[DOCUMENT PASSAGE Boundary: Start]
Divergence Mechanisms: Distinguishing Noise from High LR
Through careful activation diagnostics, the authors show that:
- Maximum Attention Logits: Divergence due to noisy data occurs at a lower and distinct attention logit threshold (∼1800) compared to high learning rate (LR) divergence (∼4000); the latter has been previously studied.
Figure 6: Noisy data- and LR-induced divergences present distinct attention logit statistics; blue bars: noise, red bars: LR.
- Parameter Norms & Activation Patterns: Parameter RMS norms and activation magnitude increase dramatically under high LR divergence but are only moderately affected by noise-induced divergence.
Figure 7: Divergence episodes from LR and noise show different trends in parameter RMS norms and activations.
This disambiguation enables practical diagnostics for the underlying mechanism of a divergence event.
[DOCUMENT PASSAGE Boundary: End]
[DATASET RECORDS Boundary: Start]
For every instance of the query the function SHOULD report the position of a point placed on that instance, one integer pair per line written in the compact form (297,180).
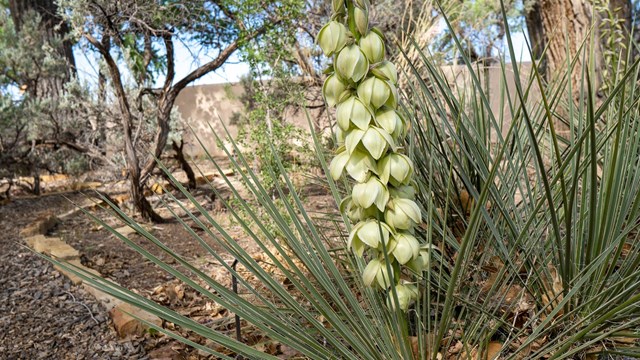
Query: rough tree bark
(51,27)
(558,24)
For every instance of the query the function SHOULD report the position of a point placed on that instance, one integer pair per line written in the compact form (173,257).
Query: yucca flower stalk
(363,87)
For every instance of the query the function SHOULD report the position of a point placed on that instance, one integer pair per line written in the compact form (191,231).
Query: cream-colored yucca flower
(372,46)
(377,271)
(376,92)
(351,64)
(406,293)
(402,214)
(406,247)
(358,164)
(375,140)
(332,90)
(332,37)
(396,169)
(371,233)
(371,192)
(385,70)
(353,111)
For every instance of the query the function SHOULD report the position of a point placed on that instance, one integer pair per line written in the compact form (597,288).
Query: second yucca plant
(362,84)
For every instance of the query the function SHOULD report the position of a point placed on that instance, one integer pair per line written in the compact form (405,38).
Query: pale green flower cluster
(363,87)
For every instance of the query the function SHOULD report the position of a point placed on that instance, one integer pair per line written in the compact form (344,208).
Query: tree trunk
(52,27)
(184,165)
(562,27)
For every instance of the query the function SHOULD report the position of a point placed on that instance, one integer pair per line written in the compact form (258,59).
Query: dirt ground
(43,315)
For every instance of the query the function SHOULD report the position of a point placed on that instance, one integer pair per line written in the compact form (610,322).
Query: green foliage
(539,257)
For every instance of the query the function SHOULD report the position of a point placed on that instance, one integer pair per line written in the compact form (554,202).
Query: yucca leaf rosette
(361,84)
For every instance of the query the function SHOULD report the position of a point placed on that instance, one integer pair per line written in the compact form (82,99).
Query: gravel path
[DATASET RECORDS Boundary: End]
[DATASET RECORDS Boundary: Start]
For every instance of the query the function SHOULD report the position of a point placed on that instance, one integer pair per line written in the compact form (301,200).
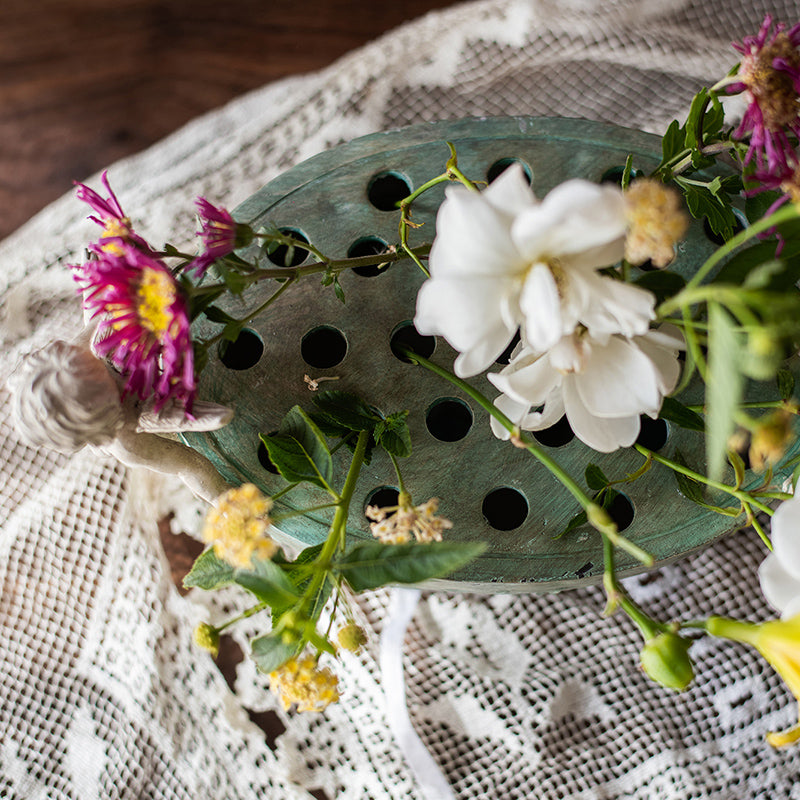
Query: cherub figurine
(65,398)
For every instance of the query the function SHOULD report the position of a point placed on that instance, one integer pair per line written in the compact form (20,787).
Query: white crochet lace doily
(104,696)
[DATASET RECORDS Boundary: End]
> TASK REQUIREMENTS:
**A.** Summarize the passage on divergence mechanisms in two sentences.
**B.** Output the portion of the passage on divergence mechanisms from "- Parameter Norms" to "norms and activations." without any changes.
**C.** Pick up the passage on divergence mechanisms at the point where it stops, and continue it.

> PER-TASK ANSWERS:
**A.** Divergence caused by noisy data occurs at a lower and distinct maximum attention logit threshold (about 1800) than divergence caused by a high learning rate (about 4000), and parameter RMS norms and activation magnitudes rise dramatically under high-learning-rate divergence but only moderately under noise-induced divergence. This distinction enables practical diagnostics for the underlying mechanism of a divergence event.

**B.**
- Parameter Norms & Activation Patterns: Parameter RMS norms and activation magnitude increase dramatically under high LR divergence but are only moderately affected by noise-induced divergence.
Figure 7: Divergence episodes from LR and noise show different trends in parameter RMS norms and activations.

**C.**
Interventions: Data Cleaning and QK-layernorm
Empirically, the most robust prevention is data cleaning; reducing the noise ratio yields consistently lower loss on clean tokens and eliminates divergence events. When cleaning is impractical, application of QK-layernorm—in which attention queries and keys are normalized—completely suppresses divergence across all tested high-noise regimes.
Figure 8: Persistent noisy data degrades final loss even in stable runs; QK-layernorm and data cleaning are both effective.
MoE Architectures: Comparable Sensitivity to Dense Counterparts
Despite architectural differences and the expectation of increased sensitivity due to routing, MoE models—when parameter-matched to dense equivalents—exhibit indistinguishable divergence probabilities under noisy data across all tested parameter scales.
Figure 9: Dense and active-parameter-matched MoE models show comparable divergence rates under noise, regardless of router regularization.
Analysis of noisy token routing within MoEs reveals no significant correlation between the fraction of noisy tokens routed to an expert and the magnitude of activation, indicating that noise does not cause pathological specialization within the routing mechanism.
Figure 10: The fraction of noisy tokens routed to each expert in MoE shows negligible correlation with expert FFN activation magnitude.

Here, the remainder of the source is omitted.